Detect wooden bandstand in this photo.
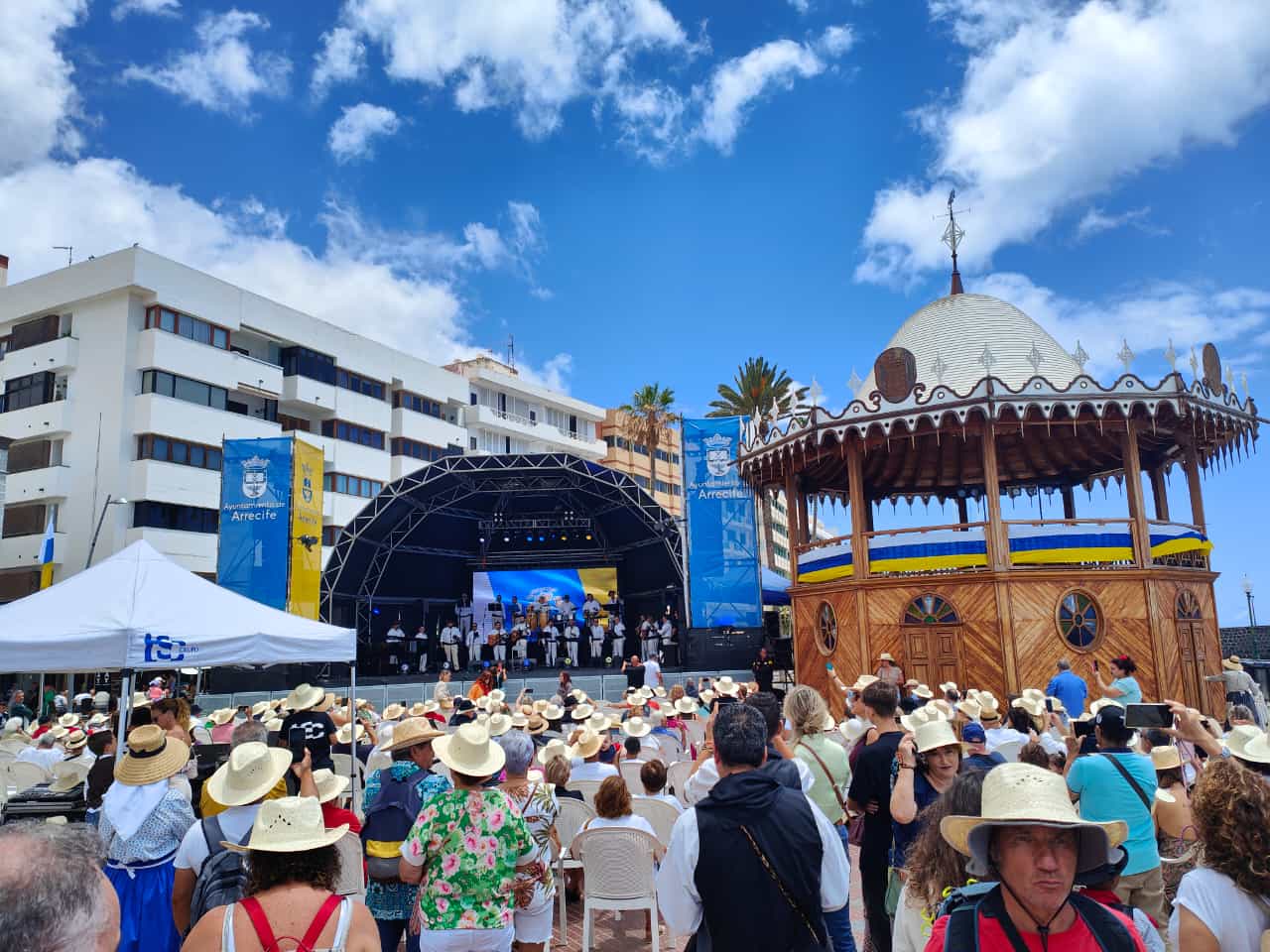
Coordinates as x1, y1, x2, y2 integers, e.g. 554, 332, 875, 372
738, 291, 1257, 713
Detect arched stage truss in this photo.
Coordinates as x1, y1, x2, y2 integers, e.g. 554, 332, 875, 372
321, 453, 684, 635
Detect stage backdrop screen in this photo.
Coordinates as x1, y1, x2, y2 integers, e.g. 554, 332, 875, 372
684, 416, 763, 629
472, 567, 617, 630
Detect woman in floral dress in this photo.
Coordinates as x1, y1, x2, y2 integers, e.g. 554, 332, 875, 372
400, 724, 537, 952
498, 731, 560, 952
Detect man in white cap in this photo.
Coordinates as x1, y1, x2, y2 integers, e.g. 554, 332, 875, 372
926, 763, 1146, 952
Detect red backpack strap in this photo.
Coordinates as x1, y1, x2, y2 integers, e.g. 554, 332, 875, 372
239, 896, 278, 952
293, 892, 344, 952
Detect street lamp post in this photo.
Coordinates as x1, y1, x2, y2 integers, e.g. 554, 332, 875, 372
83, 493, 128, 568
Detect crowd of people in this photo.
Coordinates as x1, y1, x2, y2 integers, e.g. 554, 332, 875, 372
0, 654, 1270, 952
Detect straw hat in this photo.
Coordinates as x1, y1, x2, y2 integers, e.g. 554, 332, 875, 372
432, 724, 507, 776
207, 742, 291, 806
537, 740, 572, 767
715, 674, 740, 697
114, 724, 189, 787
384, 717, 445, 753
940, 763, 1129, 876
569, 727, 603, 761
282, 684, 324, 711
913, 721, 961, 754
622, 717, 653, 738
314, 767, 352, 803
1151, 744, 1183, 772
335, 721, 366, 744
221, 797, 348, 853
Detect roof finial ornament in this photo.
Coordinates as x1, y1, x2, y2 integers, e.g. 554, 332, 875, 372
938, 189, 970, 295
1115, 337, 1137, 373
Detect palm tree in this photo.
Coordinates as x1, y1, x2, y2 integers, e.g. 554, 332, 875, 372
617, 384, 677, 510
706, 357, 809, 566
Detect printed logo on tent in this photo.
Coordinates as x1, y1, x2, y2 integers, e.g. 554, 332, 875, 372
242, 456, 273, 499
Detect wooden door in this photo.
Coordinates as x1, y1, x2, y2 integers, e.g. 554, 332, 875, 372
903, 626, 961, 697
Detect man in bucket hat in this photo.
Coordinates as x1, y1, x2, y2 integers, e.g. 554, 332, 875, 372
926, 763, 1146, 952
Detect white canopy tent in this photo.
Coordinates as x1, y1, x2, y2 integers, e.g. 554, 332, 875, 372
0, 540, 357, 785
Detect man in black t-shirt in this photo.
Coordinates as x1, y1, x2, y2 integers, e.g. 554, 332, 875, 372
278, 684, 336, 771
847, 680, 904, 949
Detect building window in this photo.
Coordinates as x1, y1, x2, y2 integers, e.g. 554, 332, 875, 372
141, 371, 228, 410
816, 602, 838, 654
4, 371, 57, 413
322, 472, 384, 499
132, 500, 219, 535
137, 432, 221, 472
282, 346, 335, 386
335, 369, 386, 400
903, 593, 961, 625
1056, 589, 1102, 652
146, 304, 230, 350
393, 390, 444, 420
321, 420, 384, 449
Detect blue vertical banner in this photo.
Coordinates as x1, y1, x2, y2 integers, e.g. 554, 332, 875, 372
222, 436, 292, 611
684, 416, 763, 629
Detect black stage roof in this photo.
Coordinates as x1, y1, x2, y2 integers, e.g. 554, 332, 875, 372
321, 453, 684, 629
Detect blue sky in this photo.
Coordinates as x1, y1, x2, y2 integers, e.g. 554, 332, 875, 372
0, 0, 1270, 623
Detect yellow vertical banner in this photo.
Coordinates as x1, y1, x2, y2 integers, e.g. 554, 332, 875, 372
287, 436, 322, 618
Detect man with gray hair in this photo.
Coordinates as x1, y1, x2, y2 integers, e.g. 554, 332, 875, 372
0, 824, 119, 952
657, 704, 851, 952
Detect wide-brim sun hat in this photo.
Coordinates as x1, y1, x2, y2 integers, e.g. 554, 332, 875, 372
384, 717, 445, 753
207, 742, 291, 806
940, 763, 1129, 876
432, 724, 507, 776
282, 684, 326, 711
221, 797, 348, 853
622, 717, 653, 738
114, 724, 189, 787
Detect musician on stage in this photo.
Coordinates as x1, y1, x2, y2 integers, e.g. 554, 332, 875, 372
441, 618, 461, 671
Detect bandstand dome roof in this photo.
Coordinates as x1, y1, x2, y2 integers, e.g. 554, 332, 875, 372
856, 294, 1082, 400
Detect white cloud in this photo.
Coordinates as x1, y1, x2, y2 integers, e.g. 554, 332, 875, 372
310, 27, 366, 99
856, 0, 1270, 282
699, 40, 825, 153
974, 272, 1270, 380
326, 103, 401, 163
110, 0, 181, 22
0, 0, 87, 176
123, 9, 291, 113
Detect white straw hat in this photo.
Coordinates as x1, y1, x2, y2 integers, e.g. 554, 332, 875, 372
221, 797, 348, 853
940, 763, 1129, 876
207, 742, 291, 806
432, 724, 507, 776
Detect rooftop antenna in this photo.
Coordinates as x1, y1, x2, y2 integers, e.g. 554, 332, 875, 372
935, 189, 970, 295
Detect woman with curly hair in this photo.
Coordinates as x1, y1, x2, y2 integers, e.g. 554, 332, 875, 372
892, 771, 987, 952
1169, 758, 1270, 952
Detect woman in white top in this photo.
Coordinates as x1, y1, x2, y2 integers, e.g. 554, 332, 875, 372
1169, 757, 1270, 952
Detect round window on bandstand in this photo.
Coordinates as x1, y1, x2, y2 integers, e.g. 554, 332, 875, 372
1056, 589, 1102, 652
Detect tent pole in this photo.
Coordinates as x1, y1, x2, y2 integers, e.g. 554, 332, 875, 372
114, 667, 132, 753
348, 657, 362, 813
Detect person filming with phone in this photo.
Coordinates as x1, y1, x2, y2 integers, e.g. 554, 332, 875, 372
1067, 705, 1169, 926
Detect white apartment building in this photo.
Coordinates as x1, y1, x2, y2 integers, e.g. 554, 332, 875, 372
445, 357, 608, 462
0, 248, 472, 600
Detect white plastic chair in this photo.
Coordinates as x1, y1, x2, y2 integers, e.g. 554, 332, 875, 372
631, 797, 680, 848
335, 830, 366, 905
572, 826, 661, 952
666, 761, 693, 806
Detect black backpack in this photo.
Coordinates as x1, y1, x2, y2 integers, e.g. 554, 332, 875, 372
190, 816, 251, 928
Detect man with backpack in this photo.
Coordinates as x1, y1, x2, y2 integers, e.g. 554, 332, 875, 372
926, 763, 1146, 952
362, 717, 449, 952
172, 742, 291, 935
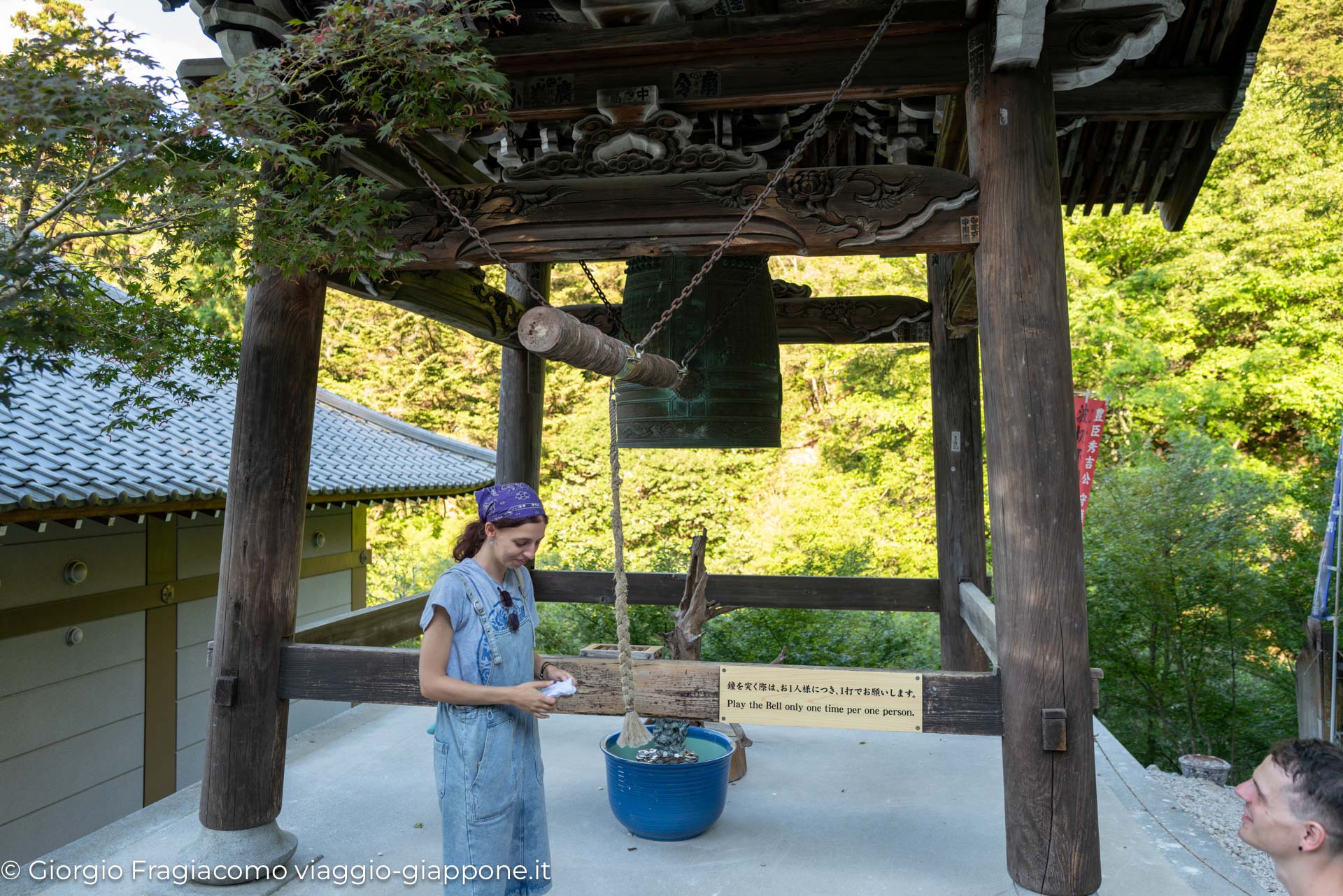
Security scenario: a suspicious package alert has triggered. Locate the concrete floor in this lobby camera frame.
[10,705,1263,896]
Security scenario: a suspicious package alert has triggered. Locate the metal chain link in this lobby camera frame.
[681,258,772,376]
[392,143,550,305]
[634,0,905,352]
[823,102,858,168]
[579,262,634,346]
[392,0,905,349]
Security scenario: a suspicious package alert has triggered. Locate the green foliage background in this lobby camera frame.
[189,0,1343,774]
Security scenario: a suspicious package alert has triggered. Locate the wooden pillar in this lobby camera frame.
[967,35,1100,896]
[928,254,990,671]
[349,505,368,610]
[200,269,327,830]
[495,263,550,489]
[143,515,177,806]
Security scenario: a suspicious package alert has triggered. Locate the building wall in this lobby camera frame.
[0,508,364,861]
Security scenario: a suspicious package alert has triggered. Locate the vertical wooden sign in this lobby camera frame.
[1073,395,1109,525]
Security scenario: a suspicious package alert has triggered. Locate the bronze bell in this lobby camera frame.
[616,255,783,448]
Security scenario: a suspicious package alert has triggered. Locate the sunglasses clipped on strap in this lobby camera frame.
[499,588,523,632]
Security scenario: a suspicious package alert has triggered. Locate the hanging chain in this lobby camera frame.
[392,141,550,305]
[634,0,905,353]
[681,258,774,376]
[822,102,858,168]
[392,0,905,346]
[579,262,634,346]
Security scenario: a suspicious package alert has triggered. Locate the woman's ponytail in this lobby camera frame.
[453,520,485,563]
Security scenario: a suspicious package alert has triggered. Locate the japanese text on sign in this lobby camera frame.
[1073,395,1108,525]
[718,665,924,731]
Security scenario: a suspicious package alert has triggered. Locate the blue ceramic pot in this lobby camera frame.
[602,728,736,839]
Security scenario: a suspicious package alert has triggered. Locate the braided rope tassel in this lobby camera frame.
[610,379,653,747]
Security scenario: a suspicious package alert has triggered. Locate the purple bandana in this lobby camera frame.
[476,482,546,522]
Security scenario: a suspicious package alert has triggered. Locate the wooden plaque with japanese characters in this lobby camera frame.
[718,665,923,731]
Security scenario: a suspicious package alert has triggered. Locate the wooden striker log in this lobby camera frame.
[495,262,550,489]
[517,306,681,388]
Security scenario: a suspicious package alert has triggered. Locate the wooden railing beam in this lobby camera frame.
[279,643,1002,736]
[960,582,998,669]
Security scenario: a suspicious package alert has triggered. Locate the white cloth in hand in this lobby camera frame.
[541,678,578,697]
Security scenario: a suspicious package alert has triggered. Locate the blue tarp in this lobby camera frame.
[1311,427,1343,619]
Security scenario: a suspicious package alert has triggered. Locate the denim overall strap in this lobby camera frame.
[448,567,504,667]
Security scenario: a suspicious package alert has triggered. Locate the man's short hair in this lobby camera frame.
[1269,739,1343,855]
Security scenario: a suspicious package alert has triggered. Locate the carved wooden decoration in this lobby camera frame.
[1045,3,1184,90]
[988,0,1184,90]
[392,165,979,269]
[499,86,764,181]
[991,0,1049,71]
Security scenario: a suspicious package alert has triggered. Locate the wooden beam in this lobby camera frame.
[956,582,998,667]
[279,643,1004,736]
[327,267,527,348]
[294,591,428,648]
[294,562,940,648]
[1054,69,1232,121]
[341,269,928,348]
[928,255,988,671]
[560,296,928,346]
[486,4,1230,121]
[391,165,978,270]
[495,263,550,489]
[200,260,327,830]
[485,4,965,121]
[965,28,1101,896]
[532,569,941,613]
[0,550,360,639]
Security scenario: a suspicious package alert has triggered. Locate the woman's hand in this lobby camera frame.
[543,662,578,684]
[508,679,568,718]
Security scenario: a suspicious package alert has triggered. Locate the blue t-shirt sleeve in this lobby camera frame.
[420,572,474,633]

### GIVEN INSTRUCTION:
Give the lines from the one containing "Detect white plastic chair in this photo." through the one containing "190, 816, 251, 928", inclusive, as a Markdown table with the columns "Row" and "Line", leaving out any blank lines.

### RESULT FOR THIS TASK:
| Row | Line |
|---|---|
| 1 | Detect white plastic chair in this photo. |
| 2 | Coordinates as x1, y1, x2, y2 integers, e.g. 554, 332, 875, 372 |
| 3 | 631, 797, 680, 848 |
| 4 | 335, 830, 366, 905 |
| 5 | 572, 826, 661, 952 |
| 6 | 666, 761, 693, 806 |
| 7 | Detect black backpack in this photo. |
| 8 | Coordinates as x1, y1, x2, y2 integers, e.g. 554, 332, 875, 372 |
| 9 | 190, 816, 251, 928 |